Point annotation records:
+ + + + + + +
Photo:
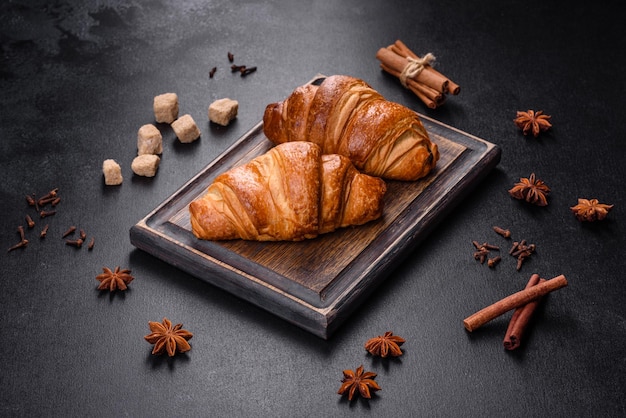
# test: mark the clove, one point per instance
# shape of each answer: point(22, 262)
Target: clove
point(45, 213)
point(20, 244)
point(504, 232)
point(69, 231)
point(76, 242)
point(247, 71)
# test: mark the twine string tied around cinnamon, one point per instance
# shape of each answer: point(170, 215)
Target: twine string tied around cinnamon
point(414, 67)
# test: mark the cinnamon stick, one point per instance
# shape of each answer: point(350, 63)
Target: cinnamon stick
point(450, 86)
point(429, 76)
point(521, 317)
point(513, 301)
point(429, 96)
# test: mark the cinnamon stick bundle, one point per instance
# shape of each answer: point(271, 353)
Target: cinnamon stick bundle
point(416, 74)
point(513, 301)
point(521, 317)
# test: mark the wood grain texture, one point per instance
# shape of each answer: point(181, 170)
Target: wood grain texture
point(316, 283)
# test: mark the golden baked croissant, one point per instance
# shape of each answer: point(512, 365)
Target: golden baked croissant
point(290, 193)
point(344, 115)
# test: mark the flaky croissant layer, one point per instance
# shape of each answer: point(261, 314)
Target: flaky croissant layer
point(344, 115)
point(291, 193)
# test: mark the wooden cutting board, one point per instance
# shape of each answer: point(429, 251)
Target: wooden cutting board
point(316, 283)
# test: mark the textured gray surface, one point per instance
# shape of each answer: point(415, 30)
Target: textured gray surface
point(77, 81)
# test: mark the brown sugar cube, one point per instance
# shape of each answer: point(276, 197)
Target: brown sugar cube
point(166, 107)
point(186, 129)
point(222, 111)
point(149, 140)
point(112, 173)
point(145, 165)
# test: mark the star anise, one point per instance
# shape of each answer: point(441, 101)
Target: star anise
point(362, 381)
point(531, 190)
point(113, 280)
point(590, 210)
point(385, 345)
point(168, 338)
point(532, 121)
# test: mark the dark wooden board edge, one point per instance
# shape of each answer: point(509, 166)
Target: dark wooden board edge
point(319, 320)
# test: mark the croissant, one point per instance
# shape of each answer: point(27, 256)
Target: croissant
point(291, 193)
point(344, 115)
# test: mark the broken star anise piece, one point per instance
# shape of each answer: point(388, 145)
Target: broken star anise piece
point(531, 190)
point(532, 121)
point(113, 280)
point(358, 381)
point(590, 210)
point(385, 345)
point(167, 338)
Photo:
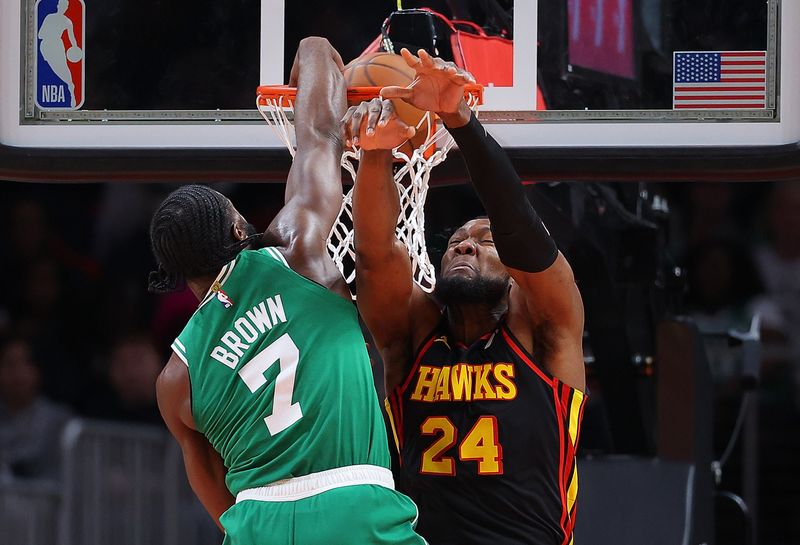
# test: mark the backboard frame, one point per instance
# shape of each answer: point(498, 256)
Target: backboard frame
point(239, 141)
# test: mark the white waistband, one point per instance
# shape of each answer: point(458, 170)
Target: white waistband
point(312, 484)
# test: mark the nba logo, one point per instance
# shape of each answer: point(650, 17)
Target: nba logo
point(60, 54)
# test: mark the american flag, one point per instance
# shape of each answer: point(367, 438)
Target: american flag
point(719, 80)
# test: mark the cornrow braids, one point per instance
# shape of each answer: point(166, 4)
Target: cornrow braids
point(190, 235)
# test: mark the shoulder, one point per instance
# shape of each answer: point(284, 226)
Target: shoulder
point(173, 393)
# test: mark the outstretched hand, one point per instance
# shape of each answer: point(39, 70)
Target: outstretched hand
point(438, 86)
point(374, 125)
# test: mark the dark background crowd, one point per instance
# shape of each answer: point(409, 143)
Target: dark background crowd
point(82, 337)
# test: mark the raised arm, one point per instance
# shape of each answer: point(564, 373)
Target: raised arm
point(545, 306)
point(393, 307)
point(204, 467)
point(314, 187)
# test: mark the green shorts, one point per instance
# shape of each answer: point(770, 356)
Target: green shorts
point(350, 515)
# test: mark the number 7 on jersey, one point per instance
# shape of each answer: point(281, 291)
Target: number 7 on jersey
point(284, 412)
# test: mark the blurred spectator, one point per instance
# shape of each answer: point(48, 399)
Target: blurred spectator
point(30, 425)
point(128, 391)
point(779, 264)
point(724, 293)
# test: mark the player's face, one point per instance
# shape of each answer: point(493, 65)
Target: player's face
point(471, 254)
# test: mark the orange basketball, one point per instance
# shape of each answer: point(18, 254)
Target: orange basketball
point(381, 69)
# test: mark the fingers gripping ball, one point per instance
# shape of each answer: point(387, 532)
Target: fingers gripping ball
point(74, 54)
point(381, 69)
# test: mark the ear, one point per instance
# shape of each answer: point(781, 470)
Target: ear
point(237, 232)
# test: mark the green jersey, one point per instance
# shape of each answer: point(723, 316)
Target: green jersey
point(281, 381)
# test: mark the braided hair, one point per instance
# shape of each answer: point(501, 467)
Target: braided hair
point(190, 234)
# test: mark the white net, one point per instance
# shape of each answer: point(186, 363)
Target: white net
point(411, 176)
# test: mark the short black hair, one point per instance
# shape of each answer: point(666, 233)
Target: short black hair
point(190, 235)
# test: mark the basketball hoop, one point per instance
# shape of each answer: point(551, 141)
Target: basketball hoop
point(276, 105)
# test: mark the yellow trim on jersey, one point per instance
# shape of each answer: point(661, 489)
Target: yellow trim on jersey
point(574, 414)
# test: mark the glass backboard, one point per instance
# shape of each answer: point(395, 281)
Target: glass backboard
point(607, 73)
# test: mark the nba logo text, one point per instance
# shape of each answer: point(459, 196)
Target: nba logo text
point(60, 32)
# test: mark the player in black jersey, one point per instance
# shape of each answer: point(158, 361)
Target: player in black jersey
point(485, 383)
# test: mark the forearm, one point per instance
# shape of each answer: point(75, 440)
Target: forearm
point(376, 205)
point(521, 239)
point(321, 94)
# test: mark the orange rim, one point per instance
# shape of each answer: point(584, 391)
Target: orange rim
point(354, 94)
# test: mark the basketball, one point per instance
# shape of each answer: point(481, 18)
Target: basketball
point(74, 54)
point(381, 69)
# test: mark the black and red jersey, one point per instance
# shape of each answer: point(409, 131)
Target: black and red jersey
point(487, 443)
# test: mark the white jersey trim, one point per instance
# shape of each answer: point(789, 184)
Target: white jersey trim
point(312, 484)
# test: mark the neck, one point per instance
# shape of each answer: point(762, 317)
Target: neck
point(468, 322)
point(200, 286)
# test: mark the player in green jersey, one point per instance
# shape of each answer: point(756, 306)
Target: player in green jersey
point(269, 389)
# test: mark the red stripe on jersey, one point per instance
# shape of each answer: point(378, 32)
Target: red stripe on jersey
point(524, 357)
point(398, 422)
point(561, 490)
point(402, 389)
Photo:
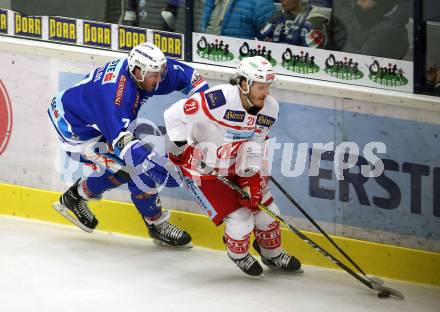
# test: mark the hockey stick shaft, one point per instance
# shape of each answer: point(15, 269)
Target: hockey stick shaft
point(298, 206)
point(309, 241)
point(298, 233)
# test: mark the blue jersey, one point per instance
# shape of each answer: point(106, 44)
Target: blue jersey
point(108, 99)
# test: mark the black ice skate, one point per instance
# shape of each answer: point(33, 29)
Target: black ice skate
point(167, 234)
point(248, 265)
point(74, 208)
point(282, 262)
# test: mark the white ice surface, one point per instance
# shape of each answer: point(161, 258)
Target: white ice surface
point(47, 267)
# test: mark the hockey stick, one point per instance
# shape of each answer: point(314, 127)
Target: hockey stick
point(383, 291)
point(294, 202)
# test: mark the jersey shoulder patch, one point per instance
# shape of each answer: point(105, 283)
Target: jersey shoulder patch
point(112, 71)
point(234, 115)
point(215, 98)
point(191, 106)
point(265, 121)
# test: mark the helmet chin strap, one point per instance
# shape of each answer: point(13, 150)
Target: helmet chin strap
point(252, 110)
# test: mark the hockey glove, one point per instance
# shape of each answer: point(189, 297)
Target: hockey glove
point(156, 167)
point(252, 186)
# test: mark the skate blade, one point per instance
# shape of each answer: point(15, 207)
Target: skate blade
point(299, 271)
point(163, 244)
point(65, 213)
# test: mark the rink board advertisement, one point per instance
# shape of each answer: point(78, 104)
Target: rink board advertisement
point(401, 207)
point(88, 33)
point(306, 62)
+ + + + + + +
**PROBLEM**.
Quote the stretch of the listing from the line containing "# test: mark the flaky" through the line containing "point(77, 81)", keeping every line identical.

**TASK RESPONSE**.
# test: mark the flaky croissant layer, one point per instance
# shape of each answer: point(261, 314)
Target: flaky croissant layer
point(344, 115)
point(291, 193)
# test: mark the wooden cutting board, one point per instance
# shape of each answer: point(429, 251)
Target: wooden cutting board
point(316, 283)
# test: mark the textured gray surface, one point per instance
# shape of each answer: point(415, 30)
Target: textured gray surface
point(77, 81)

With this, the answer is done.